[Dataset entries]
Segment Open

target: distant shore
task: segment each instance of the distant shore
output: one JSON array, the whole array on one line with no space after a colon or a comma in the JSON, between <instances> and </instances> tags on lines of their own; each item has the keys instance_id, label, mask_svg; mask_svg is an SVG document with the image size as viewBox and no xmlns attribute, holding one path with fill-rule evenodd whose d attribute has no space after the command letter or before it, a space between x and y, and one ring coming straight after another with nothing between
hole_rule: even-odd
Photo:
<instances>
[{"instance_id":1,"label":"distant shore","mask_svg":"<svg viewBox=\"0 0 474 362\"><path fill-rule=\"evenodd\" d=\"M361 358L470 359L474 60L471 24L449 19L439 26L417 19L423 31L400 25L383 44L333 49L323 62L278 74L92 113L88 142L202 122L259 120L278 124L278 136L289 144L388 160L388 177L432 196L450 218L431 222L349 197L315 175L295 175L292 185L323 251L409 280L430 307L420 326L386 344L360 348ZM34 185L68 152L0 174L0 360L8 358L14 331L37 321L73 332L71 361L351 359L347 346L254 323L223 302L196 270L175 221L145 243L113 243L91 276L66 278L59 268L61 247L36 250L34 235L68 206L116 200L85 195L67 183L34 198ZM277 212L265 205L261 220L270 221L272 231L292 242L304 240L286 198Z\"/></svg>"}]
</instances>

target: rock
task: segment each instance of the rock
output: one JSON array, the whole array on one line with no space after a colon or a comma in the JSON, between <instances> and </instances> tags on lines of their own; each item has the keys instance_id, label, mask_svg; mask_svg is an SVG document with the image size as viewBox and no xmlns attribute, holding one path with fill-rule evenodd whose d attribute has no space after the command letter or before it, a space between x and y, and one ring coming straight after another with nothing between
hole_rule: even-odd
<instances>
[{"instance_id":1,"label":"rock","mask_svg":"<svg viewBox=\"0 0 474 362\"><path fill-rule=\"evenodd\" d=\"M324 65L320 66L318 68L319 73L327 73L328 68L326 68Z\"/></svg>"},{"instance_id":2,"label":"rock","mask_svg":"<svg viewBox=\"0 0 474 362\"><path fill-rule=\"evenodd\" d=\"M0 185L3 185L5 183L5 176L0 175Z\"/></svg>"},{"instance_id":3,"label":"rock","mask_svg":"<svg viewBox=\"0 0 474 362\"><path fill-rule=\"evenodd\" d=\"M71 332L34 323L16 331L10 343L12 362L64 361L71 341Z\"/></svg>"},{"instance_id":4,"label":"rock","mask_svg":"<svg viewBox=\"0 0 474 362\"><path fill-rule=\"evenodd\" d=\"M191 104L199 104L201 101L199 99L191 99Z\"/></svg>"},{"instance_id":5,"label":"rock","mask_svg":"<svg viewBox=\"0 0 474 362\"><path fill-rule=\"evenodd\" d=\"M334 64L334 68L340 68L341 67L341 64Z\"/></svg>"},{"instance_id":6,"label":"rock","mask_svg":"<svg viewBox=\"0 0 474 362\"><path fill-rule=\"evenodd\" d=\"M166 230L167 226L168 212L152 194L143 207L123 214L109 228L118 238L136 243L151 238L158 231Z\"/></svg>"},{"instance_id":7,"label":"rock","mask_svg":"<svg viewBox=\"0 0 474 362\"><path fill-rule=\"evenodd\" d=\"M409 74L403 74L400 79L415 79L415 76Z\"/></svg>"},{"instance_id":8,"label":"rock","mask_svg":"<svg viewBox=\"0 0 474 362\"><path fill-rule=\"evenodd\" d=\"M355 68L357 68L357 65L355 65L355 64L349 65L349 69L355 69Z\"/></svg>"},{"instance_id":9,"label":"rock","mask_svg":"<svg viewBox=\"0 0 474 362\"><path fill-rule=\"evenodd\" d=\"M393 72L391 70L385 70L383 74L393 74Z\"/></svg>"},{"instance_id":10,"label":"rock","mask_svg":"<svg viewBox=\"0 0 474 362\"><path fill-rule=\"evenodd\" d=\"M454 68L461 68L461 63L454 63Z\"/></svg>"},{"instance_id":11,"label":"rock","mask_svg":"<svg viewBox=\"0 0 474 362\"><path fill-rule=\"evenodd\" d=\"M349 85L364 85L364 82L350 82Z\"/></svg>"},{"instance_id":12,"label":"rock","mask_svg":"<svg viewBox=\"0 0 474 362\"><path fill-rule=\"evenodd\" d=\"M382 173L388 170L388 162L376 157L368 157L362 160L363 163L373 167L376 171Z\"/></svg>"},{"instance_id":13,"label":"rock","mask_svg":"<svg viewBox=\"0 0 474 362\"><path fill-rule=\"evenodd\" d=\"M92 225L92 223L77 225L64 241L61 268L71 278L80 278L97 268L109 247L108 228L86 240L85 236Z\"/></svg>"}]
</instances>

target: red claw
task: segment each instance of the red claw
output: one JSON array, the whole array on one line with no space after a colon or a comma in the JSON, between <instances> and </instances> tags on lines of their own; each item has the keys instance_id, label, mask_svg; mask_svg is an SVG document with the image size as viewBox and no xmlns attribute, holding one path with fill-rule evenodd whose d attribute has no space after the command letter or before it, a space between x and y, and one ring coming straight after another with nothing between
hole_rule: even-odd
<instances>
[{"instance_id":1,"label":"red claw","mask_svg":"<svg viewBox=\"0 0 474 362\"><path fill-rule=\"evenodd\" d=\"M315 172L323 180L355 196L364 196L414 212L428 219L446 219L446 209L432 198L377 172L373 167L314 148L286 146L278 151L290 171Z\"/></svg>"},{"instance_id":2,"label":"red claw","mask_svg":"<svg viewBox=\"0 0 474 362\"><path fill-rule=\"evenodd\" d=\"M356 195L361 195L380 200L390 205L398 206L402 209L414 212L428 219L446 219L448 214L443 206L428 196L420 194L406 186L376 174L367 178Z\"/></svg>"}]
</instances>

Segment Closed

■ Exercise requirements:
Your answer must be every record above, retyped exactly.

■ Result of this exercise:
target: distant shore
task: segment each instance of the distant shore
output: one JSON array, the whole array on one line with no space after a colon or a comma in the JSON, between <instances> and </instances> tags on lines of their own; each item has the keys instance_id, label, mask_svg; mask_svg is an SVG document with the image size as viewBox and no xmlns attribute, holding one path with fill-rule evenodd whose d attribute has no space after the command letter or before it, a space between x and y, and one ring coming straight after another with nothing between
hole_rule: even-odd
Photo:
<instances>
[{"instance_id":1,"label":"distant shore","mask_svg":"<svg viewBox=\"0 0 474 362\"><path fill-rule=\"evenodd\" d=\"M361 358L470 359L474 60L471 24L449 19L439 26L417 19L423 31L400 25L383 44L333 49L323 62L278 74L92 113L88 142L202 122L259 120L278 124L278 136L289 144L388 160L388 177L432 196L450 218L431 222L349 197L315 175L295 175L292 185L323 251L409 280L430 307L420 326L386 344L360 348ZM34 185L68 152L0 174L0 360L8 358L14 331L37 321L73 332L71 361L351 359L347 346L254 323L223 302L196 270L175 221L145 243L113 243L91 276L66 278L59 268L61 247L36 250L34 235L68 206L116 200L85 195L67 183L34 198ZM277 212L265 205L261 220L270 221L272 231L292 242L304 240L286 198Z\"/></svg>"}]
</instances>

target: rock
task: segment each instance of the rock
output: one JSON array, the whole array on one line with no space after a colon or a comma in the JSON, between <instances> and </instances> tags on lines of their own; each item has the keys instance_id, label, mask_svg; mask_svg is an SVG document with the image size as viewBox and no xmlns attribute, holding one path with fill-rule evenodd whose d attribute has no space after the command letter or before it, a space between x and y, and one ring coming straight after another with nothing between
hole_rule: even-odd
<instances>
[{"instance_id":1,"label":"rock","mask_svg":"<svg viewBox=\"0 0 474 362\"><path fill-rule=\"evenodd\" d=\"M324 65L320 66L318 68L319 73L327 73L328 68L326 68Z\"/></svg>"},{"instance_id":2,"label":"rock","mask_svg":"<svg viewBox=\"0 0 474 362\"><path fill-rule=\"evenodd\" d=\"M0 185L3 185L5 183L5 176L0 175Z\"/></svg>"},{"instance_id":3,"label":"rock","mask_svg":"<svg viewBox=\"0 0 474 362\"><path fill-rule=\"evenodd\" d=\"M71 332L34 323L16 331L10 343L12 362L64 361L71 341Z\"/></svg>"},{"instance_id":4,"label":"rock","mask_svg":"<svg viewBox=\"0 0 474 362\"><path fill-rule=\"evenodd\" d=\"M191 104L199 104L201 101L199 99L191 99Z\"/></svg>"},{"instance_id":5,"label":"rock","mask_svg":"<svg viewBox=\"0 0 474 362\"><path fill-rule=\"evenodd\" d=\"M334 64L334 68L340 68L341 67L341 64Z\"/></svg>"},{"instance_id":6,"label":"rock","mask_svg":"<svg viewBox=\"0 0 474 362\"><path fill-rule=\"evenodd\" d=\"M166 230L167 226L168 212L152 194L143 207L123 214L109 228L118 238L136 243L151 238L158 231Z\"/></svg>"},{"instance_id":7,"label":"rock","mask_svg":"<svg viewBox=\"0 0 474 362\"><path fill-rule=\"evenodd\" d=\"M409 74L403 74L400 79L415 79L415 76Z\"/></svg>"},{"instance_id":8,"label":"rock","mask_svg":"<svg viewBox=\"0 0 474 362\"><path fill-rule=\"evenodd\" d=\"M355 68L357 68L357 65L355 65L355 64L349 65L349 69L355 69Z\"/></svg>"},{"instance_id":9,"label":"rock","mask_svg":"<svg viewBox=\"0 0 474 362\"><path fill-rule=\"evenodd\" d=\"M393 72L391 70L385 70L383 74L393 74Z\"/></svg>"},{"instance_id":10,"label":"rock","mask_svg":"<svg viewBox=\"0 0 474 362\"><path fill-rule=\"evenodd\" d=\"M454 68L461 68L461 63L454 63Z\"/></svg>"},{"instance_id":11,"label":"rock","mask_svg":"<svg viewBox=\"0 0 474 362\"><path fill-rule=\"evenodd\" d=\"M349 85L364 85L364 82L350 82Z\"/></svg>"},{"instance_id":12,"label":"rock","mask_svg":"<svg viewBox=\"0 0 474 362\"><path fill-rule=\"evenodd\" d=\"M382 173L388 170L388 162L376 157L368 157L362 160L363 163L373 167L376 171Z\"/></svg>"},{"instance_id":13,"label":"rock","mask_svg":"<svg viewBox=\"0 0 474 362\"><path fill-rule=\"evenodd\" d=\"M92 225L92 223L77 225L64 241L61 268L71 278L80 278L97 268L109 247L108 228L86 240L85 236Z\"/></svg>"}]
</instances>

target: red claw
task: segment each instance of the red claw
output: one JSON array, the whole array on one line with no space after a colon or a comma in the JSON, between <instances> and </instances> tags on lines of their own; each item has the keys instance_id, label, mask_svg; mask_svg is an SVG document with the image size as viewBox and no xmlns attribute, holding one path with fill-rule evenodd whose d attribute has no space after the command letter or before it, a space between x and y, and one ring coming straight after another with nothing between
hole_rule: even-odd
<instances>
[{"instance_id":1,"label":"red claw","mask_svg":"<svg viewBox=\"0 0 474 362\"><path fill-rule=\"evenodd\" d=\"M315 172L323 180L355 196L364 196L414 212L428 219L446 219L446 209L432 198L377 172L373 167L314 148L286 146L278 151L290 171Z\"/></svg>"},{"instance_id":2,"label":"red claw","mask_svg":"<svg viewBox=\"0 0 474 362\"><path fill-rule=\"evenodd\" d=\"M356 195L361 195L380 200L390 205L398 206L402 209L414 212L428 219L446 219L448 214L443 206L428 196L420 194L406 186L376 174L367 178Z\"/></svg>"}]
</instances>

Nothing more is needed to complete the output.